**Region pointing data**:
******************************

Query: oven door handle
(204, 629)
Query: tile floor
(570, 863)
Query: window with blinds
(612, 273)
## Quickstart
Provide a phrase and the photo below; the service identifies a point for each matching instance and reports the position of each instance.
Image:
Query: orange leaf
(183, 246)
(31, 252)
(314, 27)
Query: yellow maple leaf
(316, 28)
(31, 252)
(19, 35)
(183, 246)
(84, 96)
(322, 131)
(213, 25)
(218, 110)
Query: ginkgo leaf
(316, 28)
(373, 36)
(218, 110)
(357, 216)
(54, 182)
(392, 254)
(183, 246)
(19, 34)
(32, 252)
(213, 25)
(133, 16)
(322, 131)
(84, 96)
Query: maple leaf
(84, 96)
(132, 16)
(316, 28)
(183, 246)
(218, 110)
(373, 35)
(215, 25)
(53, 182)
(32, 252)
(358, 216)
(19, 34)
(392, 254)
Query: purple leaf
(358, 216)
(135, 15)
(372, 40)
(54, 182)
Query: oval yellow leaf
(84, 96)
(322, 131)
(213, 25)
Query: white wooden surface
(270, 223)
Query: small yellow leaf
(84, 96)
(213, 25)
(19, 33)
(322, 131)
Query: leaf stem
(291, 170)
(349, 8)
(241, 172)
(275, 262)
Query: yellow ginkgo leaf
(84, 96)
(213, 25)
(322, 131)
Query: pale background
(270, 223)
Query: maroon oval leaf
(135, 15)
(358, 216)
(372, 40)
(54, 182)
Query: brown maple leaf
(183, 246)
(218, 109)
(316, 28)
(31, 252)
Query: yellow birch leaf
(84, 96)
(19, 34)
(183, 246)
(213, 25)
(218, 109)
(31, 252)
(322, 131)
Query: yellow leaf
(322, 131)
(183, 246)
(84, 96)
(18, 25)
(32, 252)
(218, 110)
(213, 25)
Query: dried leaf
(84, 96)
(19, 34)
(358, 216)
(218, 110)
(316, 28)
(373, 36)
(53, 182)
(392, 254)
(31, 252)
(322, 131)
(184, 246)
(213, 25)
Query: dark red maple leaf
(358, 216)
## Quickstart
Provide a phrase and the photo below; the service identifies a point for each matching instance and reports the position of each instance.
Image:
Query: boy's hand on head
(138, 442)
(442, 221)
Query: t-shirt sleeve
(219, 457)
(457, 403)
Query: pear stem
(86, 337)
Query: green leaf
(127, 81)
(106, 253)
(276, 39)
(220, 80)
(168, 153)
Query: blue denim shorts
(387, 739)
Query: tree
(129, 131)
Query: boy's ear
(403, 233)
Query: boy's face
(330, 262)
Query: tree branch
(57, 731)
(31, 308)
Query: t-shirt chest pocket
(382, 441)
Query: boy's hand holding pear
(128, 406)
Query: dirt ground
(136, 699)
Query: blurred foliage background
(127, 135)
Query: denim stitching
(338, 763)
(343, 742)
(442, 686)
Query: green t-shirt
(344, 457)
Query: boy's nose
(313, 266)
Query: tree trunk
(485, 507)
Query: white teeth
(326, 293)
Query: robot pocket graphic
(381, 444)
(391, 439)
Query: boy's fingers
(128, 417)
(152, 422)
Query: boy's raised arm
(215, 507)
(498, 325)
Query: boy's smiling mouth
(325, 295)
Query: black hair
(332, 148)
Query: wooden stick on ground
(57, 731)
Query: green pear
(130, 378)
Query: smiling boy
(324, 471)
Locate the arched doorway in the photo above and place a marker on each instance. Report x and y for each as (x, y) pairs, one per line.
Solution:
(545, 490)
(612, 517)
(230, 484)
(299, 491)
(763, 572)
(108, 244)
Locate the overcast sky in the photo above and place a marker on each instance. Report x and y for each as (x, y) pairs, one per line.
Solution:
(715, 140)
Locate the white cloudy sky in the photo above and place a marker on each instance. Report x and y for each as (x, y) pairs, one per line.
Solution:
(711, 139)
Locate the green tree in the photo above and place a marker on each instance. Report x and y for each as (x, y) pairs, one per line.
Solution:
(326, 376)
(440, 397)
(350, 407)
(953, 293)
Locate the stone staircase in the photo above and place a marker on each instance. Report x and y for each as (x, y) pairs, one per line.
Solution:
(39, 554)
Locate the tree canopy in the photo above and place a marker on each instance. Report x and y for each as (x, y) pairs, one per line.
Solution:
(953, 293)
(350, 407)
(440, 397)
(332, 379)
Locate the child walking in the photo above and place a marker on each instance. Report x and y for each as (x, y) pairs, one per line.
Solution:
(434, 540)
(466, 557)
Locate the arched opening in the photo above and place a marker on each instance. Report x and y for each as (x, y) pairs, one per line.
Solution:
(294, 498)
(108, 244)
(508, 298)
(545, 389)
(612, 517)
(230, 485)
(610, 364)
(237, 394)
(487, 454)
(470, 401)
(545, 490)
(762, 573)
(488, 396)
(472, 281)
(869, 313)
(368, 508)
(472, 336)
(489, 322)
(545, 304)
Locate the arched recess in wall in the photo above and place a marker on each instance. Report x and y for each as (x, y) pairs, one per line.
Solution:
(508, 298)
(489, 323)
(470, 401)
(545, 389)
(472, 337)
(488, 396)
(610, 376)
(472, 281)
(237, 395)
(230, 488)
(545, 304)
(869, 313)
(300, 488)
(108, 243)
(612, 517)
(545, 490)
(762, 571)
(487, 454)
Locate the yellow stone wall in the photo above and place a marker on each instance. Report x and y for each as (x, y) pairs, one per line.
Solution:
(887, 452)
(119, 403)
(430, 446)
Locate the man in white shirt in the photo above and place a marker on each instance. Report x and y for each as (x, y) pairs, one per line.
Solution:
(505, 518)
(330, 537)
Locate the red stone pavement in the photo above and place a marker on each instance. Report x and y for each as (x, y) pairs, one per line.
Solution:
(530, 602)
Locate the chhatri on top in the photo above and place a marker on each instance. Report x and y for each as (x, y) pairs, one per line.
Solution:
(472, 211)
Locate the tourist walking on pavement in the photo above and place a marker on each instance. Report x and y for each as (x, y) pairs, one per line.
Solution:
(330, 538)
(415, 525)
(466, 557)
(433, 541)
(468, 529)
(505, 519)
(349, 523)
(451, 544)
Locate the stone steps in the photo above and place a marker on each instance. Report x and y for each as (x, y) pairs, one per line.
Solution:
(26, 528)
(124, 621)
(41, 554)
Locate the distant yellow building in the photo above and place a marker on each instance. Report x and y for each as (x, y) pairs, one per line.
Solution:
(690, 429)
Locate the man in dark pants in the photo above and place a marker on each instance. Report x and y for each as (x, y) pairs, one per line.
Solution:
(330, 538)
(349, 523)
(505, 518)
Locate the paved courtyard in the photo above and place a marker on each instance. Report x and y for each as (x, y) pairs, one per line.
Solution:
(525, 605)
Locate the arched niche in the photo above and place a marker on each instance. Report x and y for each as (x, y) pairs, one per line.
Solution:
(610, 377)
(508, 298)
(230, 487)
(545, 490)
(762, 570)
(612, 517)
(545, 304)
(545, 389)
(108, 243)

******************************

**YOUR ASSIGNMENT**:
Each record above should be restated word for word.

**TASK OUTPUT**:
Query: oven door handle
(204, 629)
Query: tile floor
(570, 863)
Query: window with blinds
(612, 273)
## Quickstart
Provide a phrase and the photo below; the service identifies a point for each matching instance and reports the position of each instance.
Image:
Query: orange leaf
(183, 246)
(31, 252)
(314, 27)
Query: yellow maple leaf
(316, 28)
(31, 252)
(19, 35)
(183, 246)
(84, 96)
(322, 131)
(213, 25)
(218, 110)
Query: ginkgo leaf
(316, 28)
(373, 36)
(218, 110)
(357, 216)
(54, 182)
(392, 254)
(183, 246)
(19, 34)
(32, 252)
(213, 25)
(133, 16)
(322, 131)
(84, 96)
Query: maple leaf
(84, 96)
(132, 16)
(316, 28)
(183, 246)
(218, 110)
(373, 35)
(215, 25)
(53, 182)
(32, 252)
(358, 216)
(19, 34)
(392, 254)
Query: purple leaf
(358, 216)
(135, 15)
(372, 40)
(54, 182)
Query: oval yellow leaf
(84, 96)
(322, 131)
(213, 25)
Query: white wooden surface
(270, 223)
Query: small yellow leaf
(84, 96)
(213, 25)
(19, 33)
(322, 131)
Query: leaf stem
(291, 170)
(349, 8)
(241, 172)
(275, 262)
Query: yellow ginkgo leaf
(84, 96)
(213, 25)
(322, 131)
Query: pale background
(270, 223)
Query: maroon oval leaf
(135, 15)
(358, 216)
(372, 40)
(54, 182)
Query: brown maple leaf
(183, 246)
(218, 109)
(316, 28)
(31, 252)
Query: yellow birch leaf
(84, 96)
(19, 34)
(183, 246)
(213, 25)
(218, 109)
(31, 252)
(322, 131)
Query: yellow leaf
(322, 131)
(183, 246)
(84, 96)
(18, 25)
(32, 252)
(218, 110)
(213, 25)
Query: dried leaf
(84, 96)
(19, 34)
(358, 216)
(218, 110)
(316, 28)
(373, 36)
(53, 182)
(392, 254)
(31, 252)
(322, 131)
(184, 246)
(213, 25)
Query: dark red maple leaf
(358, 216)
## Quickstart
Provide a phrase and the photo below; the service identifies a point for each matching instance and reports the position of each instance.
Image:
Query: boy's hand on head
(138, 442)
(442, 221)
Query: t-shirt sleeve
(219, 457)
(457, 403)
Query: pear stem
(86, 337)
Query: green leaf
(127, 81)
(106, 253)
(276, 39)
(220, 80)
(168, 153)
Query: blue denim shorts
(387, 739)
Query: tree
(129, 131)
Query: boy's ear
(403, 233)
Query: boy's face
(330, 262)
Query: tree branch
(57, 731)
(31, 308)
Query: t-shirt chest pocket
(382, 441)
Query: boy's hand holding pear
(128, 406)
Query: dirt ground
(136, 699)
Query: blurred foliage background
(127, 135)
Query: denim stitching
(338, 763)
(343, 742)
(442, 686)
Query: green t-shirt
(344, 457)
Query: boy's nose
(313, 266)
Query: tree trunk
(485, 507)
Query: white teeth
(326, 293)
Query: robot pocket graphic
(381, 444)
(391, 439)
Query: boy's fingers
(128, 417)
(152, 422)
Query: boy's raised arm
(215, 507)
(498, 325)
Query: boy's smiling mouth
(325, 295)
Query: black hair
(332, 148)
Query: wooden stick on ground
(57, 731)
Query: green pear
(130, 378)
Query: smiling boy
(324, 471)
Locate the arched doorway in the photo above and place a marker on each instance. Report x and y for each as (x, y) pairs, one per line.
Solution:
(545, 490)
(612, 517)
(230, 484)
(299, 491)
(763, 572)
(108, 244)
Locate the overcast sky in the photo above and place a marker on each instance. Report x and y for each as (x, y) pairs, one per line.
Solution:
(715, 140)
Locate the white cloudy sky in the photo above and place a marker on each instance. Report x and y for each as (x, y) pairs, one per line.
Solution:
(711, 139)
Locate the green tree in the photo above and place a marker on each instance. Report x and y for each as (x, y) pairs, one per line.
Solution:
(326, 376)
(440, 397)
(350, 407)
(953, 293)
Locate the stone staircase in the photo above and place a marker on each instance. Report x and y for each as (x, y) pairs, one per line.
Solution:
(39, 554)
Locate the tree canopy in the photo above and place a marker on each instance. Report x and y for each as (x, y) pairs, one per line.
Solution:
(953, 293)
(350, 407)
(440, 397)
(332, 379)
Locate the child walking in the photo above and place a marker on each instance. Report x and y for each as (x, y) pairs, one per line.
Solution:
(434, 540)
(466, 557)
Locate the arched opening in the photo above and place a marker on each instance. Report x and y for each as (x, y) pairs, one per line.
Solution:
(294, 498)
(108, 244)
(508, 298)
(545, 389)
(612, 517)
(230, 485)
(610, 364)
(237, 394)
(487, 454)
(470, 401)
(545, 490)
(762, 573)
(488, 396)
(472, 281)
(869, 313)
(368, 508)
(472, 336)
(489, 322)
(545, 304)
Locate the arched recess in wall in the photo above and place a marker on each instance. Report x and y for each as (x, y) pairs, one per line.
Solution:
(508, 298)
(489, 323)
(470, 401)
(545, 389)
(472, 337)
(488, 396)
(610, 376)
(472, 281)
(237, 395)
(230, 488)
(545, 304)
(869, 313)
(300, 488)
(108, 243)
(612, 517)
(545, 490)
(762, 571)
(487, 454)
Locate the yellow stone wall in the photo above and place a marker on each instance. Report x and y for each as (x, y) pairs, one per line.
Solution:
(887, 452)
(119, 403)
(430, 446)
Locate the man in white shirt in the photo above and place a marker on each instance. Report x and y for each as (x, y) pairs, one per line.
Solution:
(505, 518)
(330, 537)
Locate the red stone pavement in the photo above and place a marker on each instance. Report x and y for each as (x, y) pairs, one per line.
Solution:
(530, 602)
Locate the chhatri on top in the photo above and place a marker on each instance. Report x and y for each as (x, y) pairs, one per line.
Solution:
(472, 211)
Locate the tourist walking on pavement in the photo above and place a marker on each instance. Report x and y for each as (x, y) pairs, one per line.
Solution:
(330, 538)
(415, 525)
(466, 557)
(433, 541)
(468, 529)
(505, 519)
(349, 523)
(451, 544)
Locate the stone steps in the photo above and place a marker on each instance. Report x and y for each as (x, y) pairs, one per line.
Solution:
(26, 528)
(124, 621)
(41, 554)
Locate the distant yellow building in the photo above and place a marker on each instance. Report x and y for each as (x, y) pairs, one per line.
Solution:
(690, 429)
Locate the man in dark pants in the photo above and place a marker on each instance. Report x and y for each as (x, y) pairs, one per line.
Solution:
(330, 538)
(349, 523)
(505, 518)
Locate the paved courtyard in the photo above and place a marker on each instance. Report x and y for each as (x, y) pairs, one per line.
Solution:
(525, 605)
Locate the arched niche in the photo above and place a marker on each instance. Report x and y for each as (x, y) pairs, one per line.
Solution:
(610, 377)
(508, 298)
(230, 487)
(545, 490)
(762, 570)
(612, 517)
(545, 304)
(545, 389)
(108, 243)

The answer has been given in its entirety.